* GIVEN EXERCISE *
Can you reproduce every one of the data entries below word for word, with the pictures omitted?

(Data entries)
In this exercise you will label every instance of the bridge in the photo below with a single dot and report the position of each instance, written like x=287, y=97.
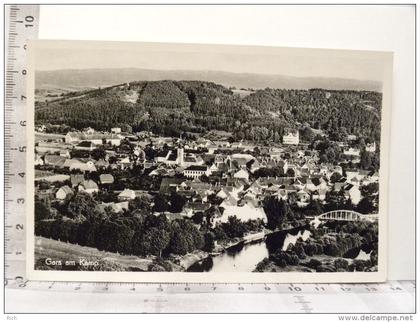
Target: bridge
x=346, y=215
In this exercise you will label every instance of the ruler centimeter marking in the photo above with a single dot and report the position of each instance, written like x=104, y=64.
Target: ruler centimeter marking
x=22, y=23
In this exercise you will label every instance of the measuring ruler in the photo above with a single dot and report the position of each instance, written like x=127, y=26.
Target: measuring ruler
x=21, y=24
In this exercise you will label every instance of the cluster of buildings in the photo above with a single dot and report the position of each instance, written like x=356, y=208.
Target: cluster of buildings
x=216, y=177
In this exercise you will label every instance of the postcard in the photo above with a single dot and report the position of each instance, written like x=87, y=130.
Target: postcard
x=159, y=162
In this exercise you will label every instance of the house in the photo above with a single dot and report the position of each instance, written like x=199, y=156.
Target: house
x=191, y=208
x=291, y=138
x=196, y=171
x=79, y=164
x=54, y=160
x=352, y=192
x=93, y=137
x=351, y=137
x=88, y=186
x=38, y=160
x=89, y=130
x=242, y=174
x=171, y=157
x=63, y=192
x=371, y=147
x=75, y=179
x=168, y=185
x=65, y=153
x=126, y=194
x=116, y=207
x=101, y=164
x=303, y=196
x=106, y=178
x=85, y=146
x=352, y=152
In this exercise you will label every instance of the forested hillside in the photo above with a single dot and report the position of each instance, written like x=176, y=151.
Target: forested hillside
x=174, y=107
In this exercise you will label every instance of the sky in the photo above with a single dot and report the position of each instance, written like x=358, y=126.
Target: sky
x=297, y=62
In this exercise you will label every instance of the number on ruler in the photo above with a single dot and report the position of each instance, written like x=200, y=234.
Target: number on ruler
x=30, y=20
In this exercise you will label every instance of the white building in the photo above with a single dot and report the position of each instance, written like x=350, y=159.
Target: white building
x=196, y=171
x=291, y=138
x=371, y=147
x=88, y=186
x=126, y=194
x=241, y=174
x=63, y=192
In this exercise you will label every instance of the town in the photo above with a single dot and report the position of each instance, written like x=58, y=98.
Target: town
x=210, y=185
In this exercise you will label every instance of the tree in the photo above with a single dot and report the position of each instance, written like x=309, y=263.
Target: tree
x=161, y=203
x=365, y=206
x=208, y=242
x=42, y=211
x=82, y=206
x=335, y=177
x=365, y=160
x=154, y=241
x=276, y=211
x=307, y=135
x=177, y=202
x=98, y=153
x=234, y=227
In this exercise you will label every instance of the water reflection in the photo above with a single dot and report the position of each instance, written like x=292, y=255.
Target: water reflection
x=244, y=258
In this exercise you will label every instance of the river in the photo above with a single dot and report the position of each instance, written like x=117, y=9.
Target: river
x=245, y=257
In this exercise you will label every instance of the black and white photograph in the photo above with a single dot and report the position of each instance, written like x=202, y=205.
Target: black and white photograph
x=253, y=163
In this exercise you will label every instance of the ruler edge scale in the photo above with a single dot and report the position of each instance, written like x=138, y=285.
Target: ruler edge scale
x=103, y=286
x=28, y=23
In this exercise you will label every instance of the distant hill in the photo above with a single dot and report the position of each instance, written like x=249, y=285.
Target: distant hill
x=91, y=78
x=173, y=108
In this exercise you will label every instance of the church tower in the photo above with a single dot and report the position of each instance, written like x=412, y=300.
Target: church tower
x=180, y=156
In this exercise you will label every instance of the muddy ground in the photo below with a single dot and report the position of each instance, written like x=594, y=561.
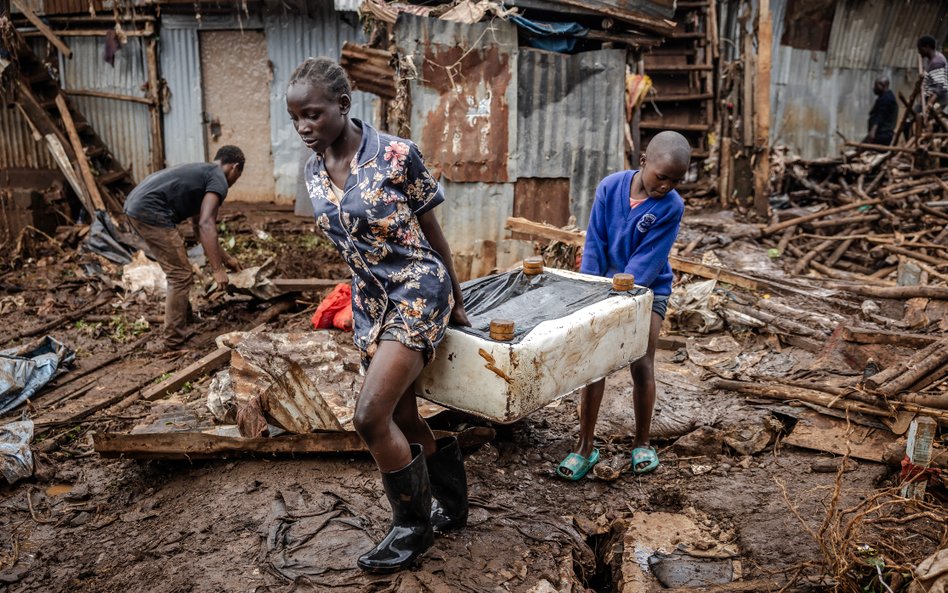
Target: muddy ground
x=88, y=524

* TASK OUTPUT *
In this exercise you will label every instance of the bridge in the photo below with a single dot and report the position of each instance, written like x=287, y=97.
Target: bridge
x=346, y=215
In this exercise you will label every instance of the ruler centimeter marking in the photo above with a single dot and report the position of each instance, written like x=104, y=64.
Target: ruler centimeter marking
x=22, y=23
In this exercise you will label every instance of the measuring ruler in the photo above with a single dot and report the position of each instance, written like x=127, y=26.
Target: measuring ruler
x=21, y=24
In this exercise you will label every instance of the cluster of buildings in the photo above with a single dot and report the position of each instance, written like x=356, y=208.
Target: cluster of buildings
x=216, y=177
In this exercise you will label every instance of the postcard in the photo above with a single dot and report the position of each instance, written like x=87, y=130.
Target: postcard
x=159, y=162
In this exercise you will label every instance of the house in the photo above with a single dot and report the position of each instance, written like x=199, y=156.
Target: house
x=191, y=208
x=291, y=138
x=196, y=171
x=79, y=164
x=54, y=160
x=352, y=192
x=93, y=137
x=351, y=137
x=88, y=186
x=38, y=160
x=89, y=130
x=242, y=174
x=171, y=157
x=63, y=192
x=371, y=147
x=75, y=179
x=168, y=185
x=65, y=153
x=126, y=194
x=116, y=207
x=101, y=164
x=303, y=196
x=106, y=178
x=85, y=146
x=352, y=152
In this exercise you will label every instance of the forested hillside in the photo above with a single dot and report the position of each instance, written like x=176, y=151.
Target: forested hillside
x=174, y=107
In this exercise you will label every instance of the sky in the photo above with a single dot and report the position of each instance, written like x=358, y=126.
Target: sky
x=297, y=62
In this exercise you will label every instance of the number on ruler in the photo above with a single dot and report the position of each instance, written like x=200, y=234.
Target: number on ruler
x=30, y=20
In this exercise you will label every instance of the white building in the photo above with a single dot and report the position of each instance, written like x=350, y=159.
Target: white building
x=196, y=171
x=291, y=138
x=371, y=147
x=88, y=186
x=126, y=194
x=241, y=174
x=63, y=192
In this exercise you will label every instance of the town in the photo above with a single dot and report the position of each instance, written like x=58, y=98.
Target: town
x=210, y=185
In this exercise you will label every instance of the tree in the photo above with a single dot and report the position of each instance, written like x=309, y=263.
Target: tree
x=161, y=203
x=365, y=206
x=208, y=242
x=42, y=211
x=82, y=206
x=335, y=177
x=365, y=160
x=154, y=241
x=276, y=211
x=307, y=135
x=177, y=202
x=98, y=153
x=234, y=227
In this exercise you will label every instance of the water reflection in the photo above with a single dot and report the position of each instance, written like x=292, y=255.
Target: water reflection
x=244, y=258
In this exercise you will label every instance of the river in the photo above with a single dot and report the position of each instance, written like x=117, y=9.
Target: river
x=245, y=257
In this exercise you will label every instance of the black and white photograph in the photo above with a single dot and report the position of each instance, written like x=202, y=205.
Target: black and white photograph
x=253, y=163
In this exercise you will label every instance of the ruler edge scale in the photo above with a single dot and report the position of each instance, written like x=138, y=285.
Target: ruler edge scale
x=103, y=286
x=28, y=23
In this exercise you will label every instance of the distant hill in the photo above with a single dot and report the position of each instance, written like x=249, y=285.
Target: distant hill
x=91, y=78
x=173, y=108
In this exercise you will label every instance of the church tower in the photo above with a single dot and report the position of each instance, written like x=412, y=300.
Target: church tower
x=180, y=156
In this exercise you will label every instance of the muddy ground in the photo below with a single dot and report the position of each instance, written like x=594, y=561.
Target: muddy ground
x=88, y=524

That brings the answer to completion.